WHAT TO PRODUCE: Your task is to extract every entry that follows word for word while excluding the pictures.

TASK INPUTS:

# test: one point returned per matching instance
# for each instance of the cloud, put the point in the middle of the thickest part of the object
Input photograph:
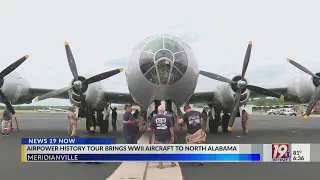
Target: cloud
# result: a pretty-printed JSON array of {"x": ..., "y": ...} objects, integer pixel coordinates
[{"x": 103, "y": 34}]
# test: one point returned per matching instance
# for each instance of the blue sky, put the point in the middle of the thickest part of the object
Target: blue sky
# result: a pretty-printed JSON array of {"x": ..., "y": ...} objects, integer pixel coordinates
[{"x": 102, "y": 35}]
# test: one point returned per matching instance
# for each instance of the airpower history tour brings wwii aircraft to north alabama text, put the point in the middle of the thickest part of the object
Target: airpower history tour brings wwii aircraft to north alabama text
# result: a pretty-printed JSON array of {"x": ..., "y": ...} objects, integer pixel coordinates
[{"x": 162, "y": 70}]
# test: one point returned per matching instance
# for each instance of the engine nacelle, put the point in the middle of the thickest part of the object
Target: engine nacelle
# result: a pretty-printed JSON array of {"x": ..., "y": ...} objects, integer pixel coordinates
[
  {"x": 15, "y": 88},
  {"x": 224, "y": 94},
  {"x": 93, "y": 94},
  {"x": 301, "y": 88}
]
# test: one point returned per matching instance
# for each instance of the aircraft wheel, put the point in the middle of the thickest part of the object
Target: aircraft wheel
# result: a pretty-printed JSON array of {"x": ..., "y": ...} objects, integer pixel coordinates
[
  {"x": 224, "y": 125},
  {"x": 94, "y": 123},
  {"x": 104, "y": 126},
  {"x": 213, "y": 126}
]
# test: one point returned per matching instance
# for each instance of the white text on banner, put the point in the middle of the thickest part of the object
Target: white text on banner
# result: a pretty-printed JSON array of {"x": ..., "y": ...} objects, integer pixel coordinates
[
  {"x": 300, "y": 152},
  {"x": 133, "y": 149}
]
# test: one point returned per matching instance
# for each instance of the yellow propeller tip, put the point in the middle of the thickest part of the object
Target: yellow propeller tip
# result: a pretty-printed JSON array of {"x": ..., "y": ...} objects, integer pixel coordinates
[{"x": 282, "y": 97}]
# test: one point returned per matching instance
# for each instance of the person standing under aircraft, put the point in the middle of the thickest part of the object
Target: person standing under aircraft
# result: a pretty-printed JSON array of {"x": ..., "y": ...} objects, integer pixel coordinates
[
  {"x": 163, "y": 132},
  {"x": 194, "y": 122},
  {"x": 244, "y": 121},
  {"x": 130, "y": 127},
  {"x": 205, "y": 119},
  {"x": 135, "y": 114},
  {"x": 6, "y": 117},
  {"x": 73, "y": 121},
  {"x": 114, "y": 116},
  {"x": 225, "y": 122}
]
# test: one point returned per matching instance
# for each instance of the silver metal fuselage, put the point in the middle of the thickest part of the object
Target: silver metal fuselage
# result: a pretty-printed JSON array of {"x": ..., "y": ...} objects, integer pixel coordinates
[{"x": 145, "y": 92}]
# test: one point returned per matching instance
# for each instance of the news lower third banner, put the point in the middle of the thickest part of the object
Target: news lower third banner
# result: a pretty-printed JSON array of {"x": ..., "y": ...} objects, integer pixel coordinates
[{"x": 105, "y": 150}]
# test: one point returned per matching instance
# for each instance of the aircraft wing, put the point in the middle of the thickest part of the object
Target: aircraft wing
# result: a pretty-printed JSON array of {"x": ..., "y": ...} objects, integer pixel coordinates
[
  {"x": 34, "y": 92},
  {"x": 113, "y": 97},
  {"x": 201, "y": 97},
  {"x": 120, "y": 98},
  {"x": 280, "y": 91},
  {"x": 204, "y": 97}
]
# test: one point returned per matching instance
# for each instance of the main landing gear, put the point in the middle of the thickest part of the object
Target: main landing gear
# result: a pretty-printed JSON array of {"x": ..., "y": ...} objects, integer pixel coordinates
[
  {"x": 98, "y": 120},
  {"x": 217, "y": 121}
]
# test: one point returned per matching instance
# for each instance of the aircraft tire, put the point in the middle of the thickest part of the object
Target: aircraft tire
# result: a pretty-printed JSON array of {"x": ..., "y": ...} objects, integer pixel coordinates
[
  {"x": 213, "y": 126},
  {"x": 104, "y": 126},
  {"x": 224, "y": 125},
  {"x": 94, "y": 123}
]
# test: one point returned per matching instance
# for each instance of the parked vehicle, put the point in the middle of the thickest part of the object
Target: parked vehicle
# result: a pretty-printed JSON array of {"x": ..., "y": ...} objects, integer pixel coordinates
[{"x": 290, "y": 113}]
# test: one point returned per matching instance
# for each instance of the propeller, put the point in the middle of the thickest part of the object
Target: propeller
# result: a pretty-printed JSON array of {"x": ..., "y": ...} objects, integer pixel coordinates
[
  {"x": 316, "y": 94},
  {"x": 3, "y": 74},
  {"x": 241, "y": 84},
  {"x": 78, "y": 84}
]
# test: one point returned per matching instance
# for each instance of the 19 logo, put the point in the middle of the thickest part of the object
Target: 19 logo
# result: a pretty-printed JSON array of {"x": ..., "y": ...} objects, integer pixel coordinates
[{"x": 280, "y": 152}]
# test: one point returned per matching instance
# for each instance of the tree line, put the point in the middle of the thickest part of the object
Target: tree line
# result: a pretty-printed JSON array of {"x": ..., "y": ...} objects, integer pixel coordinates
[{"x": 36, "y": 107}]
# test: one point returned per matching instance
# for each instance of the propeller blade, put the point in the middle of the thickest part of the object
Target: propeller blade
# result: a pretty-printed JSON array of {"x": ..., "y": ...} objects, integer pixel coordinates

WORKED SOLUTION:
# test: one point returned per matching instance
# for each instance of the cloud, put the point in the middle of the thickest part of the object
Input photograph:
Target: cloud
# result: a pretty-printed JSON array of {"x": ..., "y": ...} objects, integer pixel coordinates
[{"x": 103, "y": 34}]
# test: one point returned per matching instance
# for each instance of the blue sky, put the point in the middle of the thickest part of the object
Target: blue sky
# result: a pretty-printed JSON array of {"x": ..., "y": ...} objects, integer pixel coordinates
[{"x": 102, "y": 35}]
# test: one point returned per matching instance
# for each instance of the airpower history tour brings wwii aircraft to north alabama text, put the point in the middle of the thickest part of the object
Target: airpower history tour brings wwii aircraft to north alabama text
# result: a pretty-printed JSON array of {"x": ..., "y": ...} objects, integer pixel coordinates
[{"x": 162, "y": 70}]
# test: one point returned per matching instance
# for each instance of the engine nacelle, put the point in the middle of the thickest part of the object
Target: engine nacelle
# result: a pretty-printed JSON array of {"x": ..., "y": ...} objects, integer pixel coordinates
[
  {"x": 15, "y": 88},
  {"x": 224, "y": 94},
  {"x": 93, "y": 94},
  {"x": 301, "y": 88}
]
# test: one point returned per matching instance
# for each instance of the aircraft wheel, put the point in the middle of the thickest part of the object
Target: aircraft wheel
# result: a pretty-printed JSON array of {"x": ..., "y": ...} objects, integer pixel coordinates
[
  {"x": 224, "y": 125},
  {"x": 94, "y": 123},
  {"x": 104, "y": 126},
  {"x": 213, "y": 126}
]
# test: one point returned per matching instance
# for each instance of the white text on banner, put the point in the middle of the thickest part of the object
Target: white text on banner
# result: a pretty-printed JSON array of {"x": ..., "y": ...} objects, integer pixel coordinates
[
  {"x": 300, "y": 152},
  {"x": 133, "y": 149}
]
# test: one point returned per matching instance
# for each instance of the yellow propeller tip, put the point in the middle of the thickest part of the object
Target: yellow propeller tip
# result: a pretty-printed JSON array of {"x": ..., "y": ...} objects, integer pixel coordinates
[{"x": 282, "y": 97}]
# test: one point returned per matching instance
# for each instance of the person standing under aircraft, put the point in the middle of the thickest part of the object
Target: person standing under aircraft
# result: a pretty-printed JSON array of {"x": ..., "y": ...} objects, integer pixel coordinates
[
  {"x": 163, "y": 132},
  {"x": 194, "y": 122},
  {"x": 244, "y": 121},
  {"x": 130, "y": 127},
  {"x": 205, "y": 119},
  {"x": 135, "y": 114},
  {"x": 6, "y": 117},
  {"x": 73, "y": 121},
  {"x": 114, "y": 116},
  {"x": 225, "y": 122}
]
# test: one point returned per matching instance
# for each instance of the silver metal fuselage, put the point in the middle of the thickest part of the object
Target: silver metal fuselage
# result: a pretty-printed JSON array of {"x": ..., "y": ...} objects, integer pixel coordinates
[{"x": 145, "y": 92}]
# test: one point returned per matching instance
# for each instance of the news lower third banner, put the point in the middle of the thickest part of the object
Target: news lower third banner
# result: a pretty-printed JSON array of {"x": ..., "y": ...} objects, integer pixel coordinates
[{"x": 105, "y": 150}]
# test: one point returned per matching instance
# for each instance of the aircraft wing, put the point in the middle of the thickest part of the object
Target: aircraft wing
# result: a pretty-printed JSON array of {"x": ..., "y": ...} objects, integer pixel coordinates
[
  {"x": 34, "y": 92},
  {"x": 113, "y": 97},
  {"x": 201, "y": 97},
  {"x": 120, "y": 98},
  {"x": 280, "y": 91},
  {"x": 204, "y": 97}
]
# test: one point returned per matching instance
# for each instance of the main landing gear, put the point in the middle of the thickest part of the object
Target: main landing gear
# result: a pretty-printed JSON array of {"x": ..., "y": ...} objects, integer pixel coordinates
[
  {"x": 98, "y": 120},
  {"x": 217, "y": 121}
]
# test: one point returned per matching instance
# for each instance of the aircraft tire, put the point in the middle of the thickest part of the object
Target: aircraft tire
# result: a pretty-printed JSON array of {"x": ..., "y": ...} objects, integer pixel coordinates
[
  {"x": 213, "y": 126},
  {"x": 104, "y": 126},
  {"x": 224, "y": 125},
  {"x": 94, "y": 123}
]
# test: one point returned per matching instance
# for each instance of the parked vehicle, put the point in the middle of the thickest part of the object
Target: parked vehicle
# result: a pretty-printed JSON array of {"x": ..., "y": ...} objects, integer pixel coordinates
[{"x": 290, "y": 113}]
# test: one point returned per matching instance
# for each instance of the propeller, put the point in the middle of the thickest part of the object
Target: propeller
# result: a pretty-printed JSON array of {"x": ..., "y": ...} objects, integer pixel coordinates
[
  {"x": 316, "y": 94},
  {"x": 3, "y": 74},
  {"x": 241, "y": 84},
  {"x": 78, "y": 84}
]
# test: one point returned per matching instance
# for each instance of the 19 logo, put the point in the middle of the thickest part of the object
Target: 19 logo
# result: a pretty-printed JSON array of {"x": ..., "y": ...} objects, integer pixel coordinates
[{"x": 280, "y": 152}]
# test: one point returned per matching instance
# for each instance of the tree line, put the point in the middle of the thickest part of the object
Target: tree line
# result: a pretty-printed JSON array of {"x": ..., "y": ...} objects, integer pixel coordinates
[{"x": 36, "y": 107}]
# test: one point returned per matching instance
# for each instance of the propeller blade, put the point in the middle of the thickest part of the object
Target: propeller blade
# result: a pretty-printed JSON array of {"x": ..., "y": ...} objects, integer pixel coordinates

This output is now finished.